Objective A:
Recast the entries starting at the line that contains "Tell me if any tail" and ending at the line that contains "158 424 975 858" as a two-column CSV with the headers request and box. Give one row per request, put its text and its answer each in a single quoted field, and turn line breaks into spaces.
○ ○ ○
In Paris (1923), the famous photographer, Man Ray, was seeking a darkroom assistant, someone with no previous knowledge of photography. Willing to take on a challenge, Abbott applied for the position and was hired.

Abbott wrote:

“I took to photography like a duck to water. I never wanted to do anything else.” 

Taken by her skills, he allowed her to use his studio to take her own photos. Abbott’s subjects were people in the artistic and literary worlds, French nationals, and casual visitors.

James Joyce portrait photograph of James Joyce. From the collection of the Met.

Berenice Abbott portrait of James Joyce (1926). Image from the collection of the Metropolitan Museum of Art.

In 1925, Man Ray introduced her to the photographic works of Eugène Atget. Meeting Atget, she persuaded him to sit for a portrait in 1927. He died shortly thereafter and Abbott acquired the prints and negatives remaining in Eugène Atget’s studio at his death in 1927.

Berenice visited New York City in early 1929 and saw the potential that could be captured by photography. By September of the same year, she closed her Paris studio and moved back to New York City.

Over the next decade, she documented the ever-changing landscape of the city as it became a modern metropolis. Her work is a historical record of many now-destroyed buildings and neighborhoods in Manhattan.

Album page showing the Brooklyn Bridge and lower Manhattan.

Abbott’s album showing the Brooklyn Bridge and lower Manhattan. Photo by the authors.

Another album page showing the 59th Street 9th Ave El Station and the waterfront.

Another page from Berenice’s 1929 photo album of New York City, showing the 9th Avenue El Station and the NYC waterfront. Photo by the authors.

Changing New York, E.P. Dutton & Co., Inc.

The culmination of Abbott’s 1930s New York City photographs, Changing New York, 1939, published by E.P. Dutton & Company, Inc. Photo by the authors.

Moving from the Berenice Abbott exhibit, we moved to the Modern and Contemporary Art.
○ ○ ○
Objective B:
According to the passage on Berenice Abbott, in what year did Man Ray introduce her to the photographic works of Eugène Atget?

Dataset rows:
○ ○ ○
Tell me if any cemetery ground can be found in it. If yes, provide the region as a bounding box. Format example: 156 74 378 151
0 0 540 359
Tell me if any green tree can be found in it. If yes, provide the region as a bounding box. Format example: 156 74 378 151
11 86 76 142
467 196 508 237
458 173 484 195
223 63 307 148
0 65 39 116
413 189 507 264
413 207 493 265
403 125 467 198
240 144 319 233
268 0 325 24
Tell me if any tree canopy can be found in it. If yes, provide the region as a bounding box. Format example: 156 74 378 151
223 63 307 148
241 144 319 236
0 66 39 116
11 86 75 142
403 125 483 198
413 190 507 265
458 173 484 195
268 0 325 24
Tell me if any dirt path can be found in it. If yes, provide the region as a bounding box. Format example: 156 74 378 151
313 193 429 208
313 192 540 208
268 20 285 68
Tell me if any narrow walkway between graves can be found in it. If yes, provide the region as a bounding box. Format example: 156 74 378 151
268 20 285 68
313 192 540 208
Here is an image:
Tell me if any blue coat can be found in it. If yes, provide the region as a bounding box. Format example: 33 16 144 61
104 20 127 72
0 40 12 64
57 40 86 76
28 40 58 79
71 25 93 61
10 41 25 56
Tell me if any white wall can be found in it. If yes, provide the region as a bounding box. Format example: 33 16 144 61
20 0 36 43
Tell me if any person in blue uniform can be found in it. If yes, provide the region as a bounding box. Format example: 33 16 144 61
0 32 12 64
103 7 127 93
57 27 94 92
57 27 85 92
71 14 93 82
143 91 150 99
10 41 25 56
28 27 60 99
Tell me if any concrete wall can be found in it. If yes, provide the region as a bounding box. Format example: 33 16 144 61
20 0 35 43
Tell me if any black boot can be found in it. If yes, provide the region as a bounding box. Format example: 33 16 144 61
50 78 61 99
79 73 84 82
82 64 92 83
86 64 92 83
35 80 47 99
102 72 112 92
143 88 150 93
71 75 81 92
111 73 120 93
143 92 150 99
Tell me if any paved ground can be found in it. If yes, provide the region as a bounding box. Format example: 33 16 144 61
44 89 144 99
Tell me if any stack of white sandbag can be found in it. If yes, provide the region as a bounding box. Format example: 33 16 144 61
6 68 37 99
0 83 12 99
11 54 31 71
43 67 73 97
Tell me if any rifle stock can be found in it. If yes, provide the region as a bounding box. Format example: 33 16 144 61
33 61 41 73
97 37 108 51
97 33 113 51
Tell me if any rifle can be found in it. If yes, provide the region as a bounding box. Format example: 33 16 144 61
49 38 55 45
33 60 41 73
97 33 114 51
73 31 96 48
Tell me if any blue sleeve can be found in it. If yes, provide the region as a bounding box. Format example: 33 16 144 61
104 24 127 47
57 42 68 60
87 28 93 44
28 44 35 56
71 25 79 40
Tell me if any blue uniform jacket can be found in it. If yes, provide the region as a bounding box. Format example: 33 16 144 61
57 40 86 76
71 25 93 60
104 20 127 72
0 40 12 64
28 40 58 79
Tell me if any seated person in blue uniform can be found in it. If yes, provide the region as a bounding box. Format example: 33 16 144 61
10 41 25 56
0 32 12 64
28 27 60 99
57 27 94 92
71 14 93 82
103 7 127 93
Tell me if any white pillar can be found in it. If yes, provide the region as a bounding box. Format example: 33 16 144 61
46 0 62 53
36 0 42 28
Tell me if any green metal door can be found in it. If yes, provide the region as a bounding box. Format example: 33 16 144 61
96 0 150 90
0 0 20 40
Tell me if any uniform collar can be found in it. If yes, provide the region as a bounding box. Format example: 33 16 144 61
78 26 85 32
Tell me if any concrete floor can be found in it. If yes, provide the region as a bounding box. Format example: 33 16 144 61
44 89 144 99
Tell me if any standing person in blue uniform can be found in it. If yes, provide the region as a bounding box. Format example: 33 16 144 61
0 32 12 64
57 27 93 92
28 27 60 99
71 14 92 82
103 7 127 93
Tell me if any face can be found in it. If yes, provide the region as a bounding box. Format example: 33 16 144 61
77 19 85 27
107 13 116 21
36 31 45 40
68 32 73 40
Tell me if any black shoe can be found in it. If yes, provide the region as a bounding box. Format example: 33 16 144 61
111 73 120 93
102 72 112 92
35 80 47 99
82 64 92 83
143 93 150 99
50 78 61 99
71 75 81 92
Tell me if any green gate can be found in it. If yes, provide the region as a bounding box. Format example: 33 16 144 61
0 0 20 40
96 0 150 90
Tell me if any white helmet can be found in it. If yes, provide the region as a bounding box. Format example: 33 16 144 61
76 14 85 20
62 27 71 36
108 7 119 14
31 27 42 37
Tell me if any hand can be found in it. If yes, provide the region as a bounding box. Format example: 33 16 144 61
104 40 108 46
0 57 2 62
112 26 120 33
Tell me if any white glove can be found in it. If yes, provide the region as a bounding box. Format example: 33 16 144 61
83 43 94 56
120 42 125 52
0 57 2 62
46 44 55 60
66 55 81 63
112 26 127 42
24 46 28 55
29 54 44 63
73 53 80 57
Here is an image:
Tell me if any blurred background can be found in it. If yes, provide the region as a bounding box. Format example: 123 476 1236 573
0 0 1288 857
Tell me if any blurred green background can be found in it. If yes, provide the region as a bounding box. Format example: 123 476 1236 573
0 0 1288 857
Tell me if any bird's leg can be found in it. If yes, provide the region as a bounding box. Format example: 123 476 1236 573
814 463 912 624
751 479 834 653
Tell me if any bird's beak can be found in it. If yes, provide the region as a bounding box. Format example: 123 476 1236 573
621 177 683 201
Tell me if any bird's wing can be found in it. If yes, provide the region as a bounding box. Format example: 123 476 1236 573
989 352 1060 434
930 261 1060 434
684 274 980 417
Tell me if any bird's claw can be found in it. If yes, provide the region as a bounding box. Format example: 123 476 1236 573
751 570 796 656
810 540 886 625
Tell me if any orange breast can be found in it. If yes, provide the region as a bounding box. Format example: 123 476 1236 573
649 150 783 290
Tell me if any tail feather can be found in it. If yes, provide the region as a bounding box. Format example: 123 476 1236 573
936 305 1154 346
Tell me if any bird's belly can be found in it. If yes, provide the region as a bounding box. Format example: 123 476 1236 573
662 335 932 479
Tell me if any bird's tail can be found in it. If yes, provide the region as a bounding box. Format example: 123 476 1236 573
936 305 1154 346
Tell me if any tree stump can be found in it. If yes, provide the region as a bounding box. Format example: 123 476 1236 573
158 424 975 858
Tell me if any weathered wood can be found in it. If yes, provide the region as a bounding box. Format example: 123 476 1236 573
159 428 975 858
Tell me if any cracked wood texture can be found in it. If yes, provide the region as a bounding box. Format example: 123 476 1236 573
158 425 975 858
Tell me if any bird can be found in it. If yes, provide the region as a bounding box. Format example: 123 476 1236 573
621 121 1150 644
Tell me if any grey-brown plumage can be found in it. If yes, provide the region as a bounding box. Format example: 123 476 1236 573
○ ○ ○
Problem solution A:
request,box
"Tell me if any tail feather can be found in it. If yes, provide the region as a bounding box. Format example: 123 476 1236 573","936 305 1154 346"
"Tell me if any bird's belly can be found in it. If yes, provide the region as a bounding box. Format example: 123 476 1236 573","662 335 932 479"
"Tell me if any bird's tail can be found in it. If yes, provide the region as a bounding box. Format example: 123 476 1236 573","936 305 1154 346"
"Tell me if any tree stump can be found in it. If yes, provide the region as a bounding box. Format example: 123 476 1236 573","158 424 975 858"

Problem solution B:
1925